Directions for this task
Write out all the records exactly, and keep any images out.

Input data
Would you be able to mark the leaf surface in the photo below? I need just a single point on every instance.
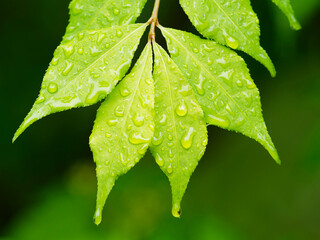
(286, 8)
(84, 70)
(180, 131)
(123, 127)
(97, 14)
(223, 86)
(231, 23)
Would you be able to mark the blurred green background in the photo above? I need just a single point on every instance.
(47, 177)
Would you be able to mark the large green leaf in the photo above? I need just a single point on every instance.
(286, 8)
(123, 128)
(180, 131)
(231, 23)
(223, 86)
(97, 14)
(84, 70)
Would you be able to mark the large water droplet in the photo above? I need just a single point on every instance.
(181, 109)
(157, 139)
(159, 160)
(137, 138)
(112, 122)
(119, 111)
(231, 42)
(138, 119)
(186, 140)
(52, 88)
(124, 92)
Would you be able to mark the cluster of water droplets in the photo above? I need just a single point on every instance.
(177, 134)
(220, 78)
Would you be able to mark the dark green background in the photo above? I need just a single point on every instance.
(47, 177)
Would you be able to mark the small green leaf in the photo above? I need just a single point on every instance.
(84, 70)
(286, 8)
(180, 131)
(97, 14)
(123, 128)
(223, 86)
(231, 23)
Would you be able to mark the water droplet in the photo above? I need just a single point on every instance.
(186, 140)
(231, 42)
(100, 38)
(137, 138)
(68, 49)
(112, 122)
(123, 159)
(170, 153)
(94, 51)
(80, 51)
(181, 109)
(52, 88)
(159, 160)
(157, 139)
(80, 35)
(124, 92)
(199, 86)
(119, 33)
(40, 99)
(143, 149)
(116, 11)
(55, 61)
(67, 68)
(138, 119)
(163, 119)
(108, 135)
(222, 122)
(119, 111)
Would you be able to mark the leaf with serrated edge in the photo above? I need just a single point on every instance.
(84, 70)
(223, 86)
(180, 135)
(286, 8)
(231, 23)
(123, 128)
(97, 14)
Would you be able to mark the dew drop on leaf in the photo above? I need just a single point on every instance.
(186, 140)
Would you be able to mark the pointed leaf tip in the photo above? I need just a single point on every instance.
(97, 216)
(176, 210)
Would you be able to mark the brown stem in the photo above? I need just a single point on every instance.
(154, 20)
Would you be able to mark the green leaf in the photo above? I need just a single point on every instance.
(97, 14)
(223, 86)
(84, 70)
(180, 131)
(286, 8)
(231, 23)
(123, 128)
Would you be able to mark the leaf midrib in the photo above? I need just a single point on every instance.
(131, 102)
(173, 116)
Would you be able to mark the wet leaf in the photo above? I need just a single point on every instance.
(97, 14)
(231, 23)
(180, 135)
(286, 8)
(123, 128)
(84, 70)
(223, 86)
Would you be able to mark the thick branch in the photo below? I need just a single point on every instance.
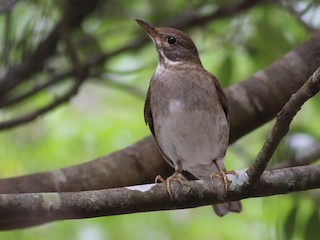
(281, 127)
(37, 208)
(253, 102)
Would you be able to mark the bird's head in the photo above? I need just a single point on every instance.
(173, 46)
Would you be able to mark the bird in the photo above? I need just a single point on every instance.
(187, 111)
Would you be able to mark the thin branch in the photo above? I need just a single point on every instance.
(39, 112)
(6, 40)
(310, 156)
(281, 127)
(253, 102)
(298, 15)
(55, 79)
(34, 62)
(128, 88)
(38, 208)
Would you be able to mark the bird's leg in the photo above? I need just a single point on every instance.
(222, 175)
(173, 177)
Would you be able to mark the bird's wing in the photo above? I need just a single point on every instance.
(148, 113)
(149, 121)
(221, 96)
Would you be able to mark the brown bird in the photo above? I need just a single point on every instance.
(187, 111)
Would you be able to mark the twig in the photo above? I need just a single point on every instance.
(55, 79)
(37, 113)
(281, 127)
(310, 156)
(38, 208)
(298, 15)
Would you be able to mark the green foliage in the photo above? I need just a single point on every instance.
(102, 119)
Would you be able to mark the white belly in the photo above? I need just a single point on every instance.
(192, 137)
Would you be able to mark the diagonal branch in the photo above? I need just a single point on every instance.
(281, 127)
(38, 208)
(253, 102)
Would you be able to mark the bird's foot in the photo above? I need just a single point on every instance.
(173, 177)
(222, 174)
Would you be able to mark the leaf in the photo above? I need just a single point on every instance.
(313, 226)
(290, 222)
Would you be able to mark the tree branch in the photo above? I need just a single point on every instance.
(37, 208)
(281, 127)
(252, 103)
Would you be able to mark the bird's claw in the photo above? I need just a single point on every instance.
(224, 179)
(167, 181)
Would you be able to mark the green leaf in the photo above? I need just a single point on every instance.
(290, 222)
(313, 226)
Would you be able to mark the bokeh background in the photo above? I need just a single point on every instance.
(107, 113)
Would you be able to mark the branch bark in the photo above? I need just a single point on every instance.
(253, 102)
(281, 127)
(37, 208)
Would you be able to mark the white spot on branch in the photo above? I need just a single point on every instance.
(50, 201)
(238, 179)
(141, 188)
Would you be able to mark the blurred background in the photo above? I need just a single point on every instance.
(104, 112)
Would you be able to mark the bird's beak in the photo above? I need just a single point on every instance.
(151, 30)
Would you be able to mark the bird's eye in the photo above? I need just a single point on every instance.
(171, 40)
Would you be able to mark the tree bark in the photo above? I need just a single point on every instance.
(253, 102)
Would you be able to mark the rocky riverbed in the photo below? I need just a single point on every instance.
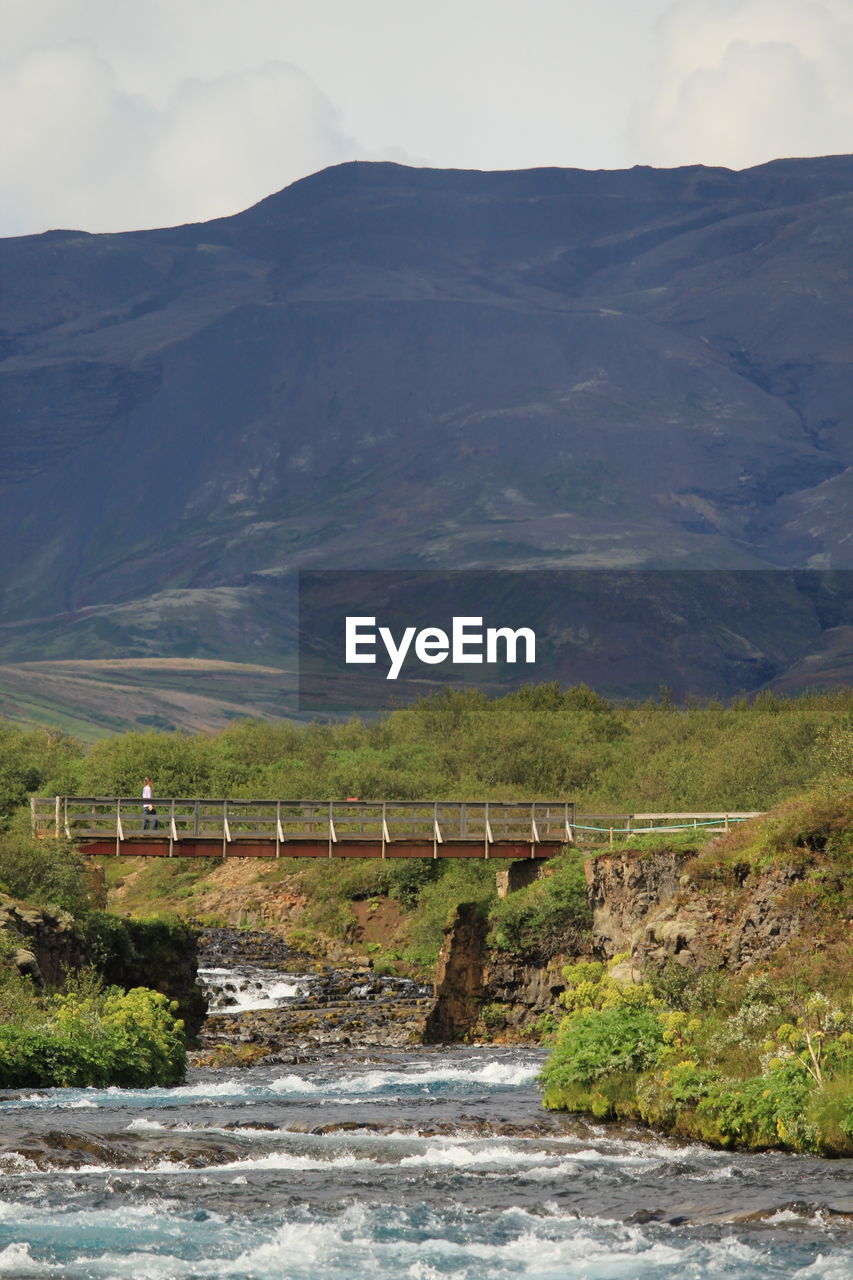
(270, 1002)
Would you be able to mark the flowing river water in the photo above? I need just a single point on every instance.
(388, 1162)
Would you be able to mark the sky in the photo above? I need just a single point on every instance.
(124, 114)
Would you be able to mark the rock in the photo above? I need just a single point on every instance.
(27, 965)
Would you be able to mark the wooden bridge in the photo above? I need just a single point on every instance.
(341, 828)
(306, 828)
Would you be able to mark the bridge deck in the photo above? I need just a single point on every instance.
(308, 828)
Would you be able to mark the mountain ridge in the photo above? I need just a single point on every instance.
(383, 366)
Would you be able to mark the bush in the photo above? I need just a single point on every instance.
(48, 872)
(596, 1047)
(97, 1038)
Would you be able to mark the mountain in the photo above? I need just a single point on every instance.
(383, 366)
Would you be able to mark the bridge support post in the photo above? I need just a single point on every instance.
(518, 876)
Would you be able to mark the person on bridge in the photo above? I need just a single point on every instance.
(149, 812)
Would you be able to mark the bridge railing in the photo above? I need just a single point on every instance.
(436, 821)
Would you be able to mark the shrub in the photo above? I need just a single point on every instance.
(592, 1046)
(124, 1038)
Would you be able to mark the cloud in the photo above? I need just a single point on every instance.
(739, 82)
(86, 154)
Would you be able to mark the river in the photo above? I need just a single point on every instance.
(391, 1162)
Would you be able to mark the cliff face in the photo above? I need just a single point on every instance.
(643, 904)
(49, 941)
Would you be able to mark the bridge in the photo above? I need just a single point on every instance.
(337, 828)
(306, 828)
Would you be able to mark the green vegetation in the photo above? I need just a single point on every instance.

Exercise solution
Would you be able to mark the leaf surface in the photo below? I need just a single point on every instance.
(286, 8)
(84, 70)
(180, 131)
(123, 127)
(97, 14)
(223, 86)
(231, 23)
Would you be able to mark the blurred green background in the photo above? I need just a single point on every instance.
(47, 177)
Would you be able to mark the large green leaf in the photo above? I need just a single point on every instance.
(286, 8)
(123, 128)
(180, 131)
(231, 23)
(223, 86)
(97, 14)
(84, 70)
Would you be able to mark the large water droplet in the photo above? I need just a single point on every instance.
(181, 109)
(157, 139)
(159, 160)
(137, 138)
(112, 122)
(119, 111)
(231, 42)
(138, 119)
(186, 140)
(52, 88)
(124, 92)
Would you be able to mark the cluster of water droplets in the photo above? I need just a single point on every instance.
(177, 134)
(220, 78)
Would you be able to mark the dark green background in the photo above? I need just a single point on every instance.
(47, 177)
Would you be able to mark the small green leaf in the photo above? I need just a single point on every instance.
(84, 70)
(286, 8)
(180, 131)
(97, 14)
(123, 128)
(223, 86)
(231, 23)
Would you be able to mark the water droplet in the photo above? I need just a single point on every instance.
(186, 140)
(231, 42)
(100, 38)
(137, 138)
(68, 49)
(112, 122)
(123, 159)
(170, 153)
(94, 51)
(80, 51)
(181, 109)
(52, 88)
(159, 160)
(157, 139)
(80, 35)
(124, 92)
(199, 86)
(119, 33)
(40, 99)
(143, 149)
(116, 11)
(55, 61)
(67, 68)
(138, 119)
(163, 119)
(108, 135)
(222, 122)
(119, 111)
Would you be able to mark the leaf with serrated edge in the photo above? I need just a single point on every instance.
(84, 70)
(223, 86)
(180, 135)
(286, 8)
(231, 23)
(123, 128)
(97, 14)
Would you be able to mark the dew drop on leaf in the photo above? I need just a single point on every instance.
(186, 140)
Would you be able to mark the pointed leaf tip in the photo above? I need just a single point on every instance.
(97, 216)
(176, 210)
Would you be able to mark the brown stem in the photo above? I need just a single point on every instance.
(154, 20)
Would you be able to mark the green leaf in the photo above? I need just a single point on every instance.
(97, 14)
(223, 86)
(84, 70)
(180, 131)
(286, 8)
(231, 23)
(123, 128)
Would you be able to mark the leaf midrib in the photo above? I need just a single point on every instance.
(131, 102)
(173, 116)
Would you be able to mark the wet leaf in the photo above? I need just a single point on every instance.
(97, 14)
(231, 23)
(180, 135)
(286, 8)
(123, 128)
(84, 70)
(223, 86)
Would you be able to mark the thick branch in the photo below? I need just a single point on every instance.
(281, 127)
(37, 208)
(253, 102)
Would you be able to mark the bird's head in the photo above? I need just a single point on every instance.
(173, 46)
Would you be able to mark the bird in the photo above? I need just a single point on every instance.
(187, 111)
Would you be able to mark the thin branch in the photo above? I need just a single point on every instance.
(39, 112)
(6, 40)
(310, 156)
(281, 127)
(253, 102)
(298, 15)
(55, 79)
(34, 62)
(128, 88)
(38, 208)
Would you be able to mark the bird's leg in the photo above? I need just a single point on every instance.
(222, 175)
(173, 177)
Would you be able to mark the bird's wing in the photo above? I need just a single point on every instance.
(148, 113)
(149, 121)
(221, 96)
Would you be able to mark the brown bird in the photo above? I need just a single point on every instance.
(187, 111)
Would you be able to mark the twig in the photo above? I need just a single point on every instance.
(55, 79)
(37, 113)
(281, 127)
(310, 156)
(38, 208)
(298, 15)
Would you be able to mark the green foliage in the photo above? I need just a single point on every instance.
(102, 119)
Would you be able to mark the white belly in the photo above? I need just a single point on every instance.
(192, 137)
Would you be able to mark the diagonal branch in the photo above? I need just a single point on every instance.
(281, 127)
(38, 208)
(253, 102)
Would you be able to mark the bird's foot in the photo above? I need just a single point on every instance.
(173, 177)
(222, 174)
Would you be able to mark the leaf in the photo above? I need just a single point on every instance.
(313, 226)
(290, 222)
Would you be able to mark the tree branch in the photo above? I need just a single point on every instance.
(37, 208)
(281, 127)
(252, 103)
Would you be able to mark the bird's claw in the photo above? I need just a single point on every instance.
(224, 179)
(167, 181)
Would you be able to mark the green leaf in the photo above? I need just a single point on every instance.
(290, 222)
(313, 226)
Would you be able to mark the bokeh background in the photo above? I need just a single point on every instance.
(107, 113)
Would you be able to mark the branch bark in the photo above? I need just a single point on every instance.
(253, 102)
(281, 127)
(37, 208)
Would you be able to mark the white spot on branch in the photo above? I need just a single point on every instance.
(50, 201)
(238, 179)
(141, 188)
Would you be able to mark the blurred background in the photo above? I need just a single point on every instance.
(104, 112)
Would you be able to mark the bird's beak in the photo above? I need just a single point on every instance.
(151, 30)
Would you be able to mark the bird's eye in the photo above? I need just a single point on every instance.
(171, 40)
Would you be able to mark the tree bark in the photo above? I need just a single point on every instance.
(253, 102)
Would you be able to mark the rocky riverbed in the photo below? I need just a single point on every instance.
(270, 1002)
Would you be able to mark the flowing river water in the photo above? I need just a single point on every instance.
(388, 1162)
Would you be able to mark the sky in the photo above? I need just a single point on every instance.
(124, 114)
Would you be able to mark the rock in the photo above? I need just a single point on every instance.
(27, 965)
Would you be able to mark the wooden bridge in the photo above? I need just a single point on every instance.
(341, 828)
(306, 828)
Would you be able to mark the bridge deck in the photo above? I need just a single point on every instance.
(308, 828)
Would you be able to mark the mountain ridge in the photo above? I need just a single point on every instance.
(383, 366)
Would you be able to mark the bush in the photo above? I need just a single point on every instance.
(48, 872)
(596, 1047)
(97, 1038)
Would you be able to mark the mountain in the photo above? I need just a single point on every instance.
(383, 366)
Would you be able to mark the bridge support post in the photo above? I need just a single point on every instance.
(518, 876)
Would you be able to mark the person on bridge in the photo above? I need just a single point on every instance.
(149, 812)
Would you be able to mark the bridge railing in the photo above? I need just a single point on every instance.
(436, 821)
Would you be able to mark the shrub in the photo above? I need just a single point on every instance.
(592, 1046)
(124, 1038)
Would you be able to mark the cloud in the photo above? I need just a single point on every instance.
(739, 82)
(86, 154)
Would you be able to mark the river in the photo above? I need just a single point on every instance.
(391, 1162)
Would you be able to mark the cliff face in the photo above? I need just a single point on every instance.
(643, 904)
(49, 941)
Would you be able to mark the bridge in the photo above? I need just a single point on every instance.
(337, 828)
(306, 828)
Would you be able to mark the green vegetation in the photo above? I need just a single point on every instance.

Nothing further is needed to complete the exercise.